▶ **Passage**
What’s Next for Employers After the Supreme Court’s Vaccine Rulings?

January 14, 2022

Update (Aug. 28, 2022): Eleventh Circuit Narrows Scope of Contractor Vaccine Mandate Injunction

Update (Jan. 15, 2022): After the Jan. 14, 2022, publication of this alert, the Centers for Medicare & Medicaid Services issued updated guidance to State Survey Agency directors providing 30 days (by Feb. 13) for facilities to demonstrate that staff had their first vaccine doses and 60 days (by March 15) for facilities to demonstrate that staff are fully vaccinated in the 24 states subject to the injunctions lifted in the Supreme Court opinion. This extension applies only to surveyors in the following states: Alabama, Alaska, Arizona, Arkansas, Georgia, Idaho, Indiana, Iowa, Kansas, Kentucky, Louisiana, Mississippi, Missouri, Montana, Nebraska, New Hampshire, North Dakota, Ohio, Oklahoma, South Carolina, South Dakota, Utah, West Virginia and Wyoming. Texas remains subject to an injunction, while all other U.S. states retain their current timelines (including fully vaccinated staff by Feb. 28, 2022).


On Jan. 13, 2022, the U.S. Supreme Court granted an emergency request for relief, staying the federal Occupational Safety and Health Administration’s (OSHA) emergency temporary standard (ETS), which requires employers with 100 or more employees to mandate COVID-19 vaccines or weekly testing for covered employees.

▶ **Given records**
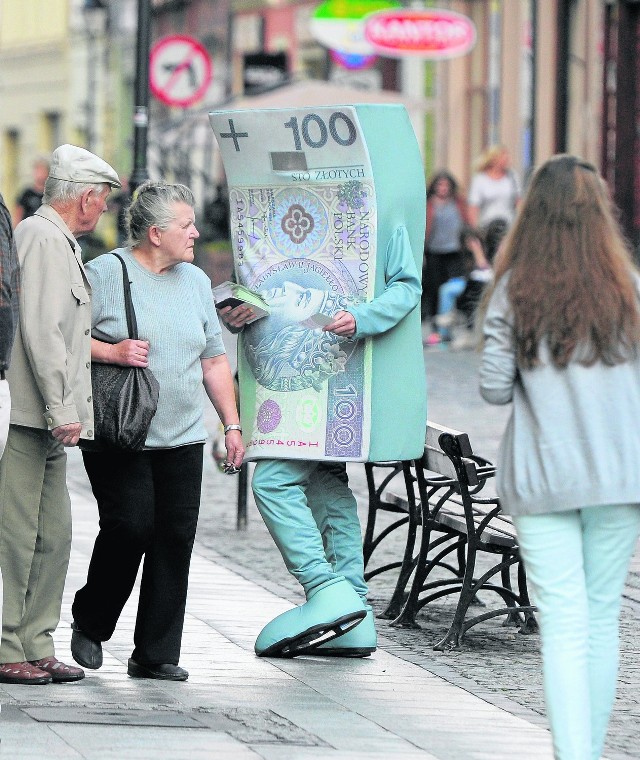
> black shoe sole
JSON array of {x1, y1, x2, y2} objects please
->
[
  {"x1": 0, "y1": 676, "x2": 53, "y2": 686},
  {"x1": 127, "y1": 659, "x2": 189, "y2": 681},
  {"x1": 71, "y1": 623, "x2": 102, "y2": 668},
  {"x1": 258, "y1": 610, "x2": 367, "y2": 657},
  {"x1": 306, "y1": 646, "x2": 376, "y2": 657}
]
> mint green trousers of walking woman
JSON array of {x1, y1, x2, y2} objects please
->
[{"x1": 513, "y1": 504, "x2": 640, "y2": 760}]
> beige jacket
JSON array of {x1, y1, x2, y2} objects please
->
[{"x1": 7, "y1": 205, "x2": 93, "y2": 438}]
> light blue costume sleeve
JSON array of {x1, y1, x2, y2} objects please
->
[
  {"x1": 480, "y1": 277, "x2": 518, "y2": 404},
  {"x1": 348, "y1": 225, "x2": 422, "y2": 340}
]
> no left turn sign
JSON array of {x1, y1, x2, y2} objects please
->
[{"x1": 149, "y1": 35, "x2": 212, "y2": 108}]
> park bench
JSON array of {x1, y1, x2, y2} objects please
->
[{"x1": 364, "y1": 422, "x2": 537, "y2": 650}]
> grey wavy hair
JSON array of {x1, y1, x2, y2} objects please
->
[
  {"x1": 42, "y1": 177, "x2": 107, "y2": 206},
  {"x1": 127, "y1": 182, "x2": 195, "y2": 248}
]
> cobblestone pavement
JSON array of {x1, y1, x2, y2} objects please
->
[
  {"x1": 199, "y1": 340, "x2": 640, "y2": 758},
  {"x1": 63, "y1": 338, "x2": 640, "y2": 760}
]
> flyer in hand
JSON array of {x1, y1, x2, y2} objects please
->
[{"x1": 212, "y1": 280, "x2": 270, "y2": 325}]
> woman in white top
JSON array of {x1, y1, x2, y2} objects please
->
[{"x1": 468, "y1": 145, "x2": 520, "y2": 229}]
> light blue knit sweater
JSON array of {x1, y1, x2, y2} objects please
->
[{"x1": 86, "y1": 248, "x2": 225, "y2": 448}]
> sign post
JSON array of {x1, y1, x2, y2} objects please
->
[
  {"x1": 149, "y1": 35, "x2": 213, "y2": 108},
  {"x1": 129, "y1": 0, "x2": 151, "y2": 193}
]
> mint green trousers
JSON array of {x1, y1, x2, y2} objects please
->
[
  {"x1": 513, "y1": 504, "x2": 640, "y2": 760},
  {"x1": 252, "y1": 459, "x2": 367, "y2": 601}
]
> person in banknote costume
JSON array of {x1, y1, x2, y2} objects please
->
[{"x1": 210, "y1": 105, "x2": 426, "y2": 657}]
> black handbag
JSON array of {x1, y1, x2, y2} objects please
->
[{"x1": 87, "y1": 253, "x2": 160, "y2": 451}]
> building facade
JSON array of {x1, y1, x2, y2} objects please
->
[{"x1": 0, "y1": 0, "x2": 640, "y2": 244}]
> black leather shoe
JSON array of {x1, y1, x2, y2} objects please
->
[
  {"x1": 71, "y1": 621, "x2": 102, "y2": 670},
  {"x1": 127, "y1": 658, "x2": 189, "y2": 681}
]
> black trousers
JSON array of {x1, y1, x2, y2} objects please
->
[{"x1": 71, "y1": 444, "x2": 203, "y2": 665}]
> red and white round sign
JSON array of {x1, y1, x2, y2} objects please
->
[{"x1": 149, "y1": 35, "x2": 213, "y2": 108}]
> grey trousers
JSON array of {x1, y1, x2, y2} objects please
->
[{"x1": 0, "y1": 425, "x2": 71, "y2": 663}]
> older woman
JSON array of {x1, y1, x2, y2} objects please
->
[{"x1": 71, "y1": 182, "x2": 244, "y2": 681}]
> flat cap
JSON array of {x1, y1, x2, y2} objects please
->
[{"x1": 49, "y1": 145, "x2": 121, "y2": 187}]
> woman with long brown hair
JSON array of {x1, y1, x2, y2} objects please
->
[{"x1": 480, "y1": 155, "x2": 640, "y2": 760}]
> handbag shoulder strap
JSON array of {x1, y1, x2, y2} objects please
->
[{"x1": 111, "y1": 251, "x2": 138, "y2": 340}]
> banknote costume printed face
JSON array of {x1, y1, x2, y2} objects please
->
[{"x1": 209, "y1": 105, "x2": 426, "y2": 657}]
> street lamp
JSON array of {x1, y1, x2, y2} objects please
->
[{"x1": 82, "y1": 0, "x2": 107, "y2": 151}]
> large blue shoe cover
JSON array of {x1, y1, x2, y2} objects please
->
[
  {"x1": 255, "y1": 577, "x2": 367, "y2": 657},
  {"x1": 312, "y1": 606, "x2": 378, "y2": 657}
]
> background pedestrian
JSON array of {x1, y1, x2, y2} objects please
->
[
  {"x1": 468, "y1": 145, "x2": 521, "y2": 231},
  {"x1": 13, "y1": 158, "x2": 49, "y2": 226},
  {"x1": 421, "y1": 171, "x2": 468, "y2": 345}
]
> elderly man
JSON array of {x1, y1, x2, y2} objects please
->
[
  {"x1": 0, "y1": 195, "x2": 20, "y2": 668},
  {"x1": 0, "y1": 145, "x2": 120, "y2": 685}
]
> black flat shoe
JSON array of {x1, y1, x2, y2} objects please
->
[
  {"x1": 71, "y1": 622, "x2": 102, "y2": 670},
  {"x1": 127, "y1": 658, "x2": 189, "y2": 681}
]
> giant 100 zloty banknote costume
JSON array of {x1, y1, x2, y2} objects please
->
[{"x1": 210, "y1": 105, "x2": 426, "y2": 461}]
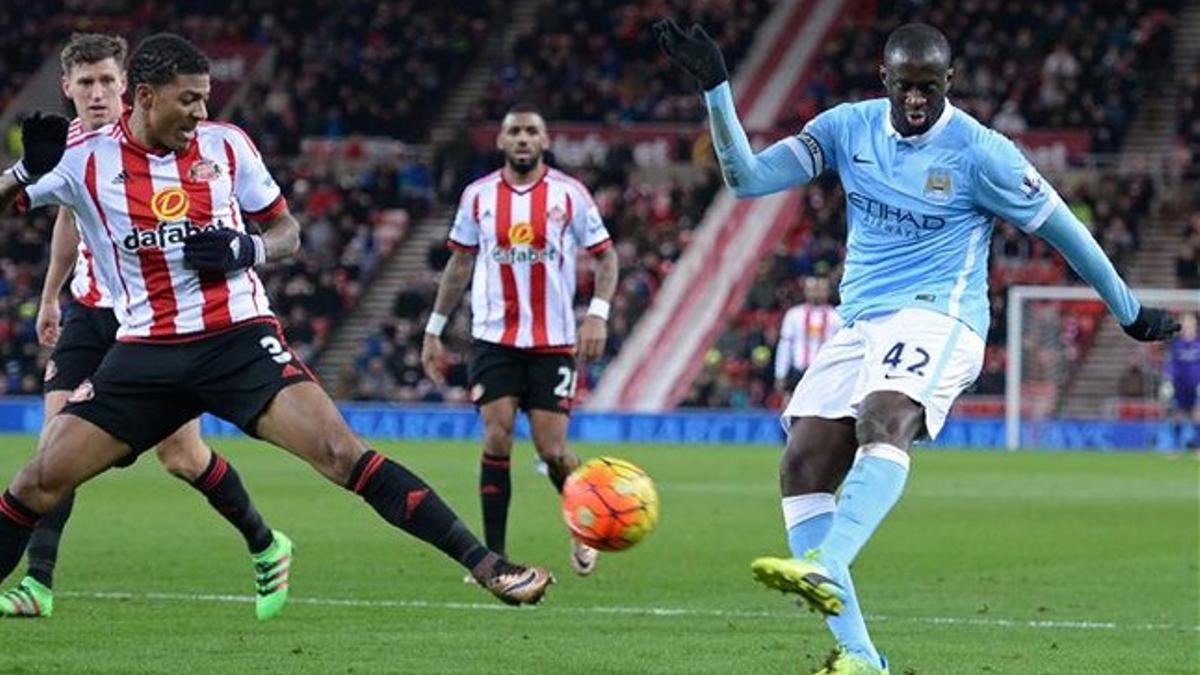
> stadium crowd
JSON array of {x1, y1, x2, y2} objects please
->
[
  {"x1": 0, "y1": 0, "x2": 496, "y2": 394},
  {"x1": 0, "y1": 0, "x2": 1185, "y2": 415},
  {"x1": 476, "y1": 0, "x2": 774, "y2": 123},
  {"x1": 684, "y1": 166, "x2": 1161, "y2": 408},
  {"x1": 796, "y1": 0, "x2": 1178, "y2": 153},
  {"x1": 336, "y1": 135, "x2": 720, "y2": 401}
]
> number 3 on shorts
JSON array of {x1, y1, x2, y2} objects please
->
[
  {"x1": 883, "y1": 342, "x2": 929, "y2": 377},
  {"x1": 258, "y1": 335, "x2": 292, "y2": 364},
  {"x1": 554, "y1": 365, "x2": 575, "y2": 399}
]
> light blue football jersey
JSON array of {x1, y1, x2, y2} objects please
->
[{"x1": 790, "y1": 98, "x2": 1061, "y2": 338}]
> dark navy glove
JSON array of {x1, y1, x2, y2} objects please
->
[
  {"x1": 653, "y1": 19, "x2": 730, "y2": 91},
  {"x1": 8, "y1": 113, "x2": 71, "y2": 185},
  {"x1": 1121, "y1": 307, "x2": 1180, "y2": 342},
  {"x1": 184, "y1": 227, "x2": 266, "y2": 271}
]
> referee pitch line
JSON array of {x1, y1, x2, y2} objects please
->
[{"x1": 55, "y1": 591, "x2": 1200, "y2": 633}]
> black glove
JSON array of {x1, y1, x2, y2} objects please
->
[
  {"x1": 11, "y1": 112, "x2": 71, "y2": 185},
  {"x1": 184, "y1": 227, "x2": 266, "y2": 271},
  {"x1": 1121, "y1": 307, "x2": 1180, "y2": 342},
  {"x1": 654, "y1": 19, "x2": 730, "y2": 91}
]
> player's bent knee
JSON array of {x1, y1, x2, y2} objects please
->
[
  {"x1": 536, "y1": 442, "x2": 568, "y2": 464},
  {"x1": 779, "y1": 442, "x2": 840, "y2": 495},
  {"x1": 311, "y1": 430, "x2": 366, "y2": 485},
  {"x1": 484, "y1": 424, "x2": 512, "y2": 456},
  {"x1": 854, "y1": 392, "x2": 924, "y2": 449},
  {"x1": 155, "y1": 436, "x2": 212, "y2": 482}
]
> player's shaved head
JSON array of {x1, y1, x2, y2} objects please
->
[
  {"x1": 883, "y1": 23, "x2": 950, "y2": 67},
  {"x1": 880, "y1": 23, "x2": 954, "y2": 136}
]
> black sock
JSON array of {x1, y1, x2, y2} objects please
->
[
  {"x1": 0, "y1": 490, "x2": 41, "y2": 581},
  {"x1": 479, "y1": 453, "x2": 512, "y2": 555},
  {"x1": 346, "y1": 450, "x2": 488, "y2": 569},
  {"x1": 546, "y1": 450, "x2": 580, "y2": 494},
  {"x1": 192, "y1": 453, "x2": 274, "y2": 554},
  {"x1": 28, "y1": 485, "x2": 74, "y2": 589}
]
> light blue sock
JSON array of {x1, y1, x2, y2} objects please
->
[
  {"x1": 784, "y1": 495, "x2": 880, "y2": 663},
  {"x1": 784, "y1": 492, "x2": 836, "y2": 557},
  {"x1": 821, "y1": 443, "x2": 908, "y2": 575}
]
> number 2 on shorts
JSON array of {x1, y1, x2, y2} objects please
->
[
  {"x1": 883, "y1": 342, "x2": 929, "y2": 377},
  {"x1": 554, "y1": 365, "x2": 575, "y2": 399}
]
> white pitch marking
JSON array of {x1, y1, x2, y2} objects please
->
[{"x1": 55, "y1": 591, "x2": 1200, "y2": 632}]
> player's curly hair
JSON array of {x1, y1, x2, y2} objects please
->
[
  {"x1": 59, "y1": 32, "x2": 130, "y2": 74},
  {"x1": 128, "y1": 32, "x2": 209, "y2": 88}
]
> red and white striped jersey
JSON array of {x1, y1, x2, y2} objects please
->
[
  {"x1": 775, "y1": 303, "x2": 841, "y2": 380},
  {"x1": 67, "y1": 118, "x2": 113, "y2": 309},
  {"x1": 449, "y1": 168, "x2": 612, "y2": 350},
  {"x1": 20, "y1": 114, "x2": 287, "y2": 341}
]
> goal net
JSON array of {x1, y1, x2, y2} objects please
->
[{"x1": 1003, "y1": 286, "x2": 1200, "y2": 450}]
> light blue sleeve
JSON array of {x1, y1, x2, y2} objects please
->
[
  {"x1": 1036, "y1": 202, "x2": 1141, "y2": 325},
  {"x1": 973, "y1": 130, "x2": 1062, "y2": 232},
  {"x1": 704, "y1": 82, "x2": 824, "y2": 197}
]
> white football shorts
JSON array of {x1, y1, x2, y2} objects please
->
[{"x1": 782, "y1": 307, "x2": 984, "y2": 438}]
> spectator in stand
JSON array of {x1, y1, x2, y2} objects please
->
[
  {"x1": 1117, "y1": 362, "x2": 1150, "y2": 399},
  {"x1": 1164, "y1": 313, "x2": 1200, "y2": 448},
  {"x1": 775, "y1": 276, "x2": 841, "y2": 396},
  {"x1": 476, "y1": 0, "x2": 774, "y2": 123}
]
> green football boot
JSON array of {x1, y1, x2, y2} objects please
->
[
  {"x1": 254, "y1": 530, "x2": 293, "y2": 621},
  {"x1": 0, "y1": 577, "x2": 54, "y2": 619},
  {"x1": 750, "y1": 554, "x2": 844, "y2": 616},
  {"x1": 812, "y1": 647, "x2": 890, "y2": 675}
]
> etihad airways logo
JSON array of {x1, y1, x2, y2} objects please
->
[{"x1": 846, "y1": 192, "x2": 946, "y2": 239}]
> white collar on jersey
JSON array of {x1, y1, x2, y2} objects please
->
[{"x1": 883, "y1": 98, "x2": 958, "y2": 145}]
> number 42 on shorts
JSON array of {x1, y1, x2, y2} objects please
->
[{"x1": 883, "y1": 342, "x2": 929, "y2": 377}]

▶ **Explore the material**
**A)** Please print everything in the vaccine rulings article from "On Jan. 13, 2022, the" down to "for covered employees.".
**B)** In one to three sentences, explain why the updated CMS deadlines in the vaccine rulings article apply only to facilities in 24 states.
The records come from a different source than the text.

▶ **Solved problems**
**A)**
On Jan. 13, 2022, the U.S. Supreme Court granted an emergency request for relief, staying the federal Occupational Safety and Health Administration’s (OSHA) emergency temporary standard (ETS), which requires employers with 100 or more employees to mandate COVID-19 vaccines or weekly testing for covered employees.

**B)** Those 24 states had been subject to the injunctions that the Supreme Court opinion lifted, so CMS gave their facilities 30 days (by Feb. 13) to show staff had first doses and 60 days (by March 15) to show staff were fully vaccinated. Texas remains under an injunction, and all other states keep their current timelines.